■ PROBLEM TO SOLVE
Throughout the material below, how many lines include the string "raised"? Reply with only the number.

■ DATA
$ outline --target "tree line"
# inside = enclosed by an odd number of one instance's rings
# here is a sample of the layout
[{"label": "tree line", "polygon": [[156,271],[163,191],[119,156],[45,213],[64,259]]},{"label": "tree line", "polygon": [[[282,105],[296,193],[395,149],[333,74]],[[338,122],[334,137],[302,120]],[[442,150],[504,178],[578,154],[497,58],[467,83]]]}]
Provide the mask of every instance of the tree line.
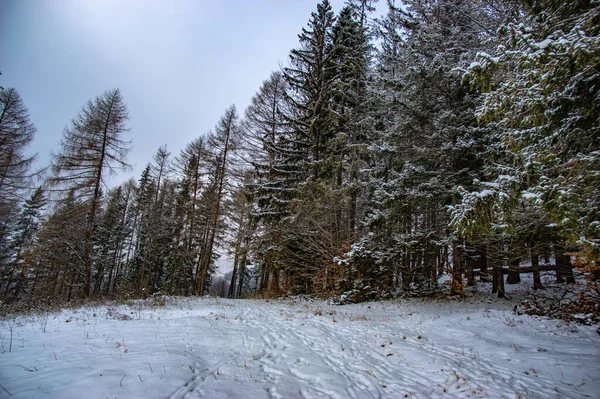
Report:
[{"label": "tree line", "polygon": [[224,257],[229,297],[425,294],[442,276],[462,295],[476,273],[501,297],[505,274],[538,289],[574,266],[593,282],[597,2],[375,3],[322,0],[243,115],[112,189],[131,149],[119,90],[82,108],[32,188],[35,127],[2,89],[3,300],[203,295]]}]

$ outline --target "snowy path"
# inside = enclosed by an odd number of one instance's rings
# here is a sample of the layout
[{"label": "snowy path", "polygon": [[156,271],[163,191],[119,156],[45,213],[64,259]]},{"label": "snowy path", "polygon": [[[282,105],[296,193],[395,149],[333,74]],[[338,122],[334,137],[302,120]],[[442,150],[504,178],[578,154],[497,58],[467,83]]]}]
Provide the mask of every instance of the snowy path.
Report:
[{"label": "snowy path", "polygon": [[0,397],[600,397],[595,328],[516,316],[508,301],[179,298],[21,322],[10,353],[0,326]]}]

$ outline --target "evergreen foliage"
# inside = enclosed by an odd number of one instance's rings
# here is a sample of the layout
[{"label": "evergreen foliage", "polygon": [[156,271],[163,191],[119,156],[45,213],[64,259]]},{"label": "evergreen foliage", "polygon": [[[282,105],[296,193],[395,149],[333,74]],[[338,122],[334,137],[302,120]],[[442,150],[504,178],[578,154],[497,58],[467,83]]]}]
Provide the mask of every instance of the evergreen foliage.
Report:
[{"label": "evergreen foliage", "polygon": [[[386,3],[372,20],[373,0],[337,15],[322,0],[243,118],[231,106],[112,189],[130,148],[119,90],[67,126],[41,188],[24,155],[35,128],[1,90],[4,300],[359,301],[434,293],[443,276],[463,295],[475,271],[502,297],[521,263],[535,289],[543,269],[574,282],[570,255],[596,292],[598,2]],[[229,289],[210,290],[223,259]]]}]

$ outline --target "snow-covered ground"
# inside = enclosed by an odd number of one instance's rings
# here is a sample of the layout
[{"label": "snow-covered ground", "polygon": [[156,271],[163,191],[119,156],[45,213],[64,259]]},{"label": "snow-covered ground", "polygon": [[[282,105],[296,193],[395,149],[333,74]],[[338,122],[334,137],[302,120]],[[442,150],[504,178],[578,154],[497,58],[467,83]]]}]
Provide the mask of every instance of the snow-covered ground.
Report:
[{"label": "snow-covered ground", "polygon": [[597,327],[491,298],[170,298],[23,317],[0,325],[0,397],[600,397]]}]

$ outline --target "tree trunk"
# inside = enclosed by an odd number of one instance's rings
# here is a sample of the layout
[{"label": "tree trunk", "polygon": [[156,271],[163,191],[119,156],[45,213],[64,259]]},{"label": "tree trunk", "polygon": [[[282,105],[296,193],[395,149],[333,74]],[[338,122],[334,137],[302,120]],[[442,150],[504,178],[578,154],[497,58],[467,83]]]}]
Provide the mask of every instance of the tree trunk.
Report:
[{"label": "tree trunk", "polygon": [[261,273],[261,280],[260,280],[260,287],[259,287],[260,292],[266,292],[268,290],[270,274],[271,274],[271,261],[269,260],[264,264],[263,270]]},{"label": "tree trunk", "polygon": [[[246,238],[246,240],[248,240],[248,238]],[[244,274],[246,272],[246,261],[248,259],[248,250],[246,249],[247,246],[244,248],[243,252],[242,252],[242,259],[240,260],[240,265],[239,265],[239,277],[238,277],[238,287],[237,287],[237,294],[236,297],[239,298],[242,296],[243,293],[243,289],[244,289]]]},{"label": "tree trunk", "polygon": [[217,228],[219,226],[219,217],[221,216],[221,198],[223,195],[223,183],[225,181],[225,171],[227,168],[227,152],[229,151],[229,138],[231,136],[231,129],[233,129],[233,121],[229,120],[228,124],[227,124],[227,128],[226,128],[226,134],[225,134],[225,145],[223,148],[223,160],[221,162],[220,169],[219,169],[219,175],[218,175],[219,176],[219,186],[218,186],[218,190],[217,190],[217,197],[216,197],[216,202],[215,202],[215,210],[214,210],[214,214],[213,214],[210,239],[208,241],[206,257],[204,258],[205,262],[201,268],[202,269],[202,280],[200,281],[200,295],[204,294],[204,289],[205,289],[205,285],[206,285],[206,277],[208,275],[208,268],[210,267],[210,264],[212,263],[212,252],[213,252],[213,246],[215,244]]},{"label": "tree trunk", "polygon": [[272,267],[272,270],[273,270],[273,278],[271,279],[271,286],[269,287],[269,290],[271,292],[278,293],[280,291],[280,288],[279,288],[279,265],[274,264]]},{"label": "tree trunk", "polygon": [[490,278],[490,265],[487,257],[487,244],[483,249],[477,249],[477,256],[477,265],[479,266],[479,281],[485,283],[492,282],[493,277]]},{"label": "tree trunk", "polygon": [[452,284],[450,285],[451,295],[463,296],[463,265],[462,265],[462,251],[461,247],[456,242],[452,243]]},{"label": "tree trunk", "polygon": [[235,279],[237,277],[239,259],[240,259],[240,241],[238,240],[238,242],[236,242],[236,245],[235,245],[235,255],[233,258],[233,271],[231,272],[231,282],[229,283],[229,292],[227,293],[228,298],[235,297],[235,293],[236,293]]},{"label": "tree trunk", "polygon": [[[75,273],[76,273],[77,269],[75,269],[75,267],[73,267],[73,271],[71,272],[71,282],[69,283],[69,293],[67,294],[67,302],[71,301],[71,294],[73,293],[73,287],[75,286]],[[85,287],[84,287],[84,295],[89,296],[89,291],[85,292]]]},{"label": "tree trunk", "polygon": [[[504,270],[502,266],[494,266],[494,282],[498,298],[504,298]],[[494,291],[492,291],[493,293]]]},{"label": "tree trunk", "polygon": [[[500,270],[502,272],[502,270]],[[498,292],[498,270],[492,266],[492,294]]]},{"label": "tree trunk", "polygon": [[519,259],[514,259],[510,264],[510,269],[508,270],[508,277],[506,278],[507,284],[518,284],[521,282],[521,273],[518,271],[519,269]]},{"label": "tree trunk", "polygon": [[554,258],[556,259],[556,282],[574,284],[575,277],[573,276],[573,265],[571,257],[565,255],[567,248],[556,248]]},{"label": "tree trunk", "polygon": [[86,298],[90,297],[92,289],[92,239],[94,234],[94,224],[96,222],[96,211],[98,208],[98,201],[100,200],[100,184],[102,183],[102,171],[104,169],[104,157],[106,156],[106,139],[108,135],[108,125],[110,116],[112,113],[113,103],[108,110],[106,121],[104,123],[104,131],[102,133],[102,147],[100,150],[100,159],[98,160],[98,172],[94,181],[94,195],[92,196],[92,204],[90,206],[90,214],[88,216],[88,225],[85,232],[85,245],[83,248],[83,260],[85,263],[85,287],[83,288],[83,294]]},{"label": "tree trunk", "polygon": [[531,254],[531,267],[533,268],[533,289],[538,290],[544,288],[542,285],[542,279],[540,278],[540,271],[538,269],[540,265],[540,257],[537,252]]},{"label": "tree trunk", "polygon": [[475,273],[473,273],[473,262],[467,262],[467,286],[472,287],[476,285]]}]

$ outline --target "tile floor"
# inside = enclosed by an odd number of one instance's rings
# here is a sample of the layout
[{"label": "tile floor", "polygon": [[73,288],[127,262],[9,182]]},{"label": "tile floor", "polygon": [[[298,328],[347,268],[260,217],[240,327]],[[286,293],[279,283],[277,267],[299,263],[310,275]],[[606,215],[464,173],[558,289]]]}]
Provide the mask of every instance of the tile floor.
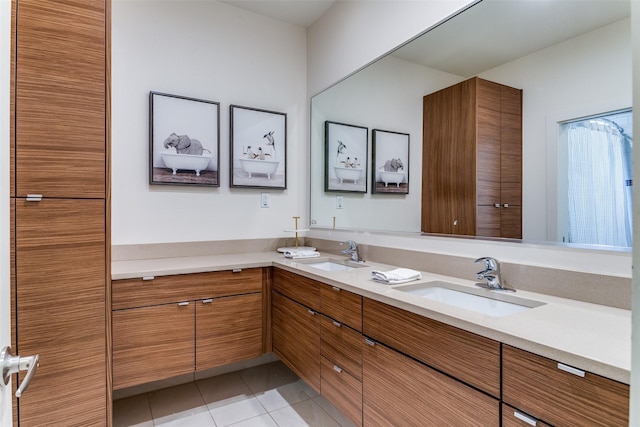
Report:
[{"label": "tile floor", "polygon": [[116,400],[113,425],[346,427],[354,424],[277,361]]}]

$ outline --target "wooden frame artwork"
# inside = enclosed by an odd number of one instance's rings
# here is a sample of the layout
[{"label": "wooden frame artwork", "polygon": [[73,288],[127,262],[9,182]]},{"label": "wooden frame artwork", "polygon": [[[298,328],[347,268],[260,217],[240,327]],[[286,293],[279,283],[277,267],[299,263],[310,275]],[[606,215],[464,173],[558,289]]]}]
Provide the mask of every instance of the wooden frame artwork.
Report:
[{"label": "wooden frame artwork", "polygon": [[409,194],[409,134],[372,131],[371,192]]},{"label": "wooden frame artwork", "polygon": [[231,187],[287,188],[287,115],[231,105]]},{"label": "wooden frame artwork", "polygon": [[325,122],[324,190],[367,192],[369,129]]},{"label": "wooden frame artwork", "polygon": [[220,104],[149,92],[149,184],[219,187]]}]

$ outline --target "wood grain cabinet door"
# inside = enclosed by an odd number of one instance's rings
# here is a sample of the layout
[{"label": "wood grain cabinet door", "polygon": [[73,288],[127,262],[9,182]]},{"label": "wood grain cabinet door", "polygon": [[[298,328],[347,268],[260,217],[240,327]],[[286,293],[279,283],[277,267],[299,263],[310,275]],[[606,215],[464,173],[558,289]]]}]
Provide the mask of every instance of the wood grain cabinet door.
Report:
[{"label": "wood grain cabinet door", "polygon": [[271,294],[273,351],[320,393],[320,315],[279,294]]},{"label": "wood grain cabinet door", "polygon": [[17,2],[17,196],[105,197],[107,1]]},{"label": "wood grain cabinet door", "polygon": [[262,355],[262,293],[195,304],[196,371]]},{"label": "wood grain cabinet door", "polygon": [[365,426],[500,425],[499,401],[382,344],[363,345]]},{"label": "wood grain cabinet door", "polygon": [[40,367],[19,399],[20,425],[106,419],[105,202],[15,201],[16,332]]},{"label": "wood grain cabinet door", "polygon": [[114,390],[194,371],[194,307],[185,301],[112,313]]}]

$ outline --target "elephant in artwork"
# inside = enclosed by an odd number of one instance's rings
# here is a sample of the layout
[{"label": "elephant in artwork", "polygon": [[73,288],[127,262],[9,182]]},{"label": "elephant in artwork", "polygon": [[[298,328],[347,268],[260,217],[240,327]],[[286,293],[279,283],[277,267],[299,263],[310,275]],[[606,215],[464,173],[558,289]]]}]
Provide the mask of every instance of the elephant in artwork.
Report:
[{"label": "elephant in artwork", "polygon": [[398,172],[399,169],[404,170],[404,164],[400,159],[387,160],[382,166],[382,170],[385,172]]},{"label": "elephant in artwork", "polygon": [[164,140],[164,148],[174,147],[178,154],[191,154],[201,156],[202,144],[197,139],[191,139],[188,135],[176,135],[172,133]]}]

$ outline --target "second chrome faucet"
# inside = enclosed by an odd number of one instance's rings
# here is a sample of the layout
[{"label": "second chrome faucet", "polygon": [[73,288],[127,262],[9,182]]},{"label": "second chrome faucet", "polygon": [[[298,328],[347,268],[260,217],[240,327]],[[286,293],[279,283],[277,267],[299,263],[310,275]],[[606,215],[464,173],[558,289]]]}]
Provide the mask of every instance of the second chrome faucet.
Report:
[{"label": "second chrome faucet", "polygon": [[340,243],[341,245],[349,245],[347,249],[343,249],[340,251],[342,255],[349,255],[351,257],[351,261],[355,262],[363,262],[364,260],[360,258],[358,254],[358,245],[353,240],[345,240]]},{"label": "second chrome faucet", "polygon": [[502,275],[500,273],[500,263],[495,258],[482,257],[475,260],[476,264],[484,263],[485,269],[476,273],[477,280],[485,280],[486,283],[476,283],[476,286],[492,290],[511,291],[515,292],[513,288],[509,288],[502,282]]}]

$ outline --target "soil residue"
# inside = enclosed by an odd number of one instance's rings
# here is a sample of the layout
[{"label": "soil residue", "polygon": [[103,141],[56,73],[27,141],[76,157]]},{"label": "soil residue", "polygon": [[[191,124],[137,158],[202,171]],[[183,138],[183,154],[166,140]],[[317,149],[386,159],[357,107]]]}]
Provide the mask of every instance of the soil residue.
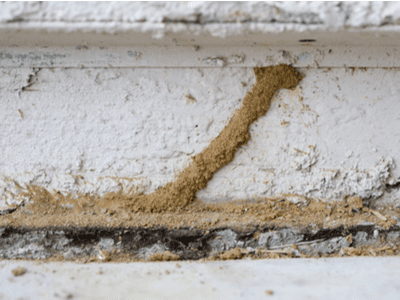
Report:
[{"label": "soil residue", "polygon": [[180,258],[181,257],[177,254],[173,254],[170,251],[164,251],[150,255],[148,261],[175,261],[180,260]]},{"label": "soil residue", "polygon": [[240,248],[234,248],[232,250],[226,251],[222,253],[219,258],[222,260],[230,260],[230,259],[241,259],[243,257],[242,250]]},{"label": "soil residue", "polygon": [[22,276],[26,273],[26,269],[23,267],[17,267],[13,270],[11,270],[11,272],[13,273],[14,276]]},{"label": "soil residue", "polygon": [[288,65],[255,68],[256,84],[243,99],[229,124],[174,182],[154,193],[139,195],[129,205],[134,211],[161,212],[185,207],[196,193],[207,186],[220,168],[230,163],[236,151],[250,140],[249,127],[267,112],[271,98],[280,89],[293,89],[301,80],[296,69]]},{"label": "soil residue", "polygon": [[[30,203],[13,213],[1,216],[0,226],[35,227],[46,226],[106,226],[166,228],[215,227],[245,228],[262,225],[335,228],[354,226],[362,222],[389,228],[400,219],[400,208],[395,205],[373,210],[361,207],[361,199],[340,202],[322,202],[307,199],[293,203],[291,197],[279,196],[248,201],[230,201],[209,204],[197,200],[175,211],[135,212],[126,208],[123,195],[108,197],[70,196],[51,194],[41,187],[30,187]],[[129,203],[129,202],[128,202]],[[354,208],[357,203],[359,209]],[[382,218],[383,217],[383,218]]]}]

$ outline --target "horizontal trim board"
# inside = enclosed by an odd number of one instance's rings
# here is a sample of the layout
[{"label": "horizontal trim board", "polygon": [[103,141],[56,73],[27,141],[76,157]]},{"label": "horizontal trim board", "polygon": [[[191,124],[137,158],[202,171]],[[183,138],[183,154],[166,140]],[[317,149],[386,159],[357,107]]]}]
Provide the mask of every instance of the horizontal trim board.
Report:
[{"label": "horizontal trim board", "polygon": [[1,47],[2,68],[400,67],[400,47],[87,46]]}]

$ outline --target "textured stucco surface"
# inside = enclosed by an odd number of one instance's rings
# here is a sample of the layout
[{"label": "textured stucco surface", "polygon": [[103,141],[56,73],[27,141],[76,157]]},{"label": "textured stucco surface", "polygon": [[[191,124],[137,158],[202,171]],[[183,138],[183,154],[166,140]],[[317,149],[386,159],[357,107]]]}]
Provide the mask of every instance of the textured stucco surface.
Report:
[{"label": "textured stucco surface", "polygon": [[[398,199],[398,69],[299,70],[300,86],[274,98],[198,198]],[[251,68],[229,67],[1,72],[2,205],[29,185],[154,191],[219,134],[255,80]]]},{"label": "textured stucco surface", "polygon": [[0,21],[15,22],[264,22],[324,27],[400,23],[398,2],[2,2]]},{"label": "textured stucco surface", "polygon": [[[399,2],[2,2],[9,45],[398,45]],[[329,33],[327,35],[327,33]],[[118,34],[118,36],[115,36]],[[246,36],[246,38],[243,38]]]}]

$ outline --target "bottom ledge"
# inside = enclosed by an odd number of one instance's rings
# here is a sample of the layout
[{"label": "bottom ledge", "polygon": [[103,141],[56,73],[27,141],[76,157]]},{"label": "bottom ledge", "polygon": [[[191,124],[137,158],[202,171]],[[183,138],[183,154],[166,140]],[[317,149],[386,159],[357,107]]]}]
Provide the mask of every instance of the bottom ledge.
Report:
[{"label": "bottom ledge", "polygon": [[400,227],[0,227],[0,258],[128,262],[400,254]]}]

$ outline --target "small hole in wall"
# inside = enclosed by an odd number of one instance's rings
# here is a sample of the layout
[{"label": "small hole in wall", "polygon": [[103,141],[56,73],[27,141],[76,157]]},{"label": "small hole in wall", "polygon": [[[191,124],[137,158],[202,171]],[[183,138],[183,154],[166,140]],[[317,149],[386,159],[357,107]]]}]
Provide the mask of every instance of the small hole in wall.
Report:
[{"label": "small hole in wall", "polygon": [[313,39],[305,39],[305,40],[299,40],[300,43],[314,43],[317,40],[313,40]]}]

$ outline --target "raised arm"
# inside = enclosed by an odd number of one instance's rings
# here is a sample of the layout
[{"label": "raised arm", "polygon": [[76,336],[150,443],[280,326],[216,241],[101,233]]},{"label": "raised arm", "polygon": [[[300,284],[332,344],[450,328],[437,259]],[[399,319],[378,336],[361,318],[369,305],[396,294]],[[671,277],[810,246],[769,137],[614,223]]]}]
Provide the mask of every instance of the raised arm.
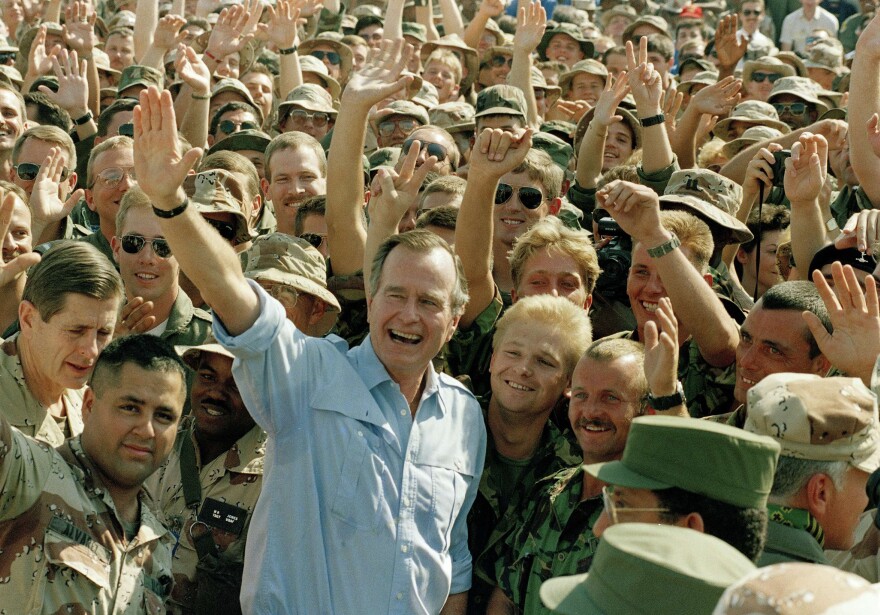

■ WORKED SOLUTION
3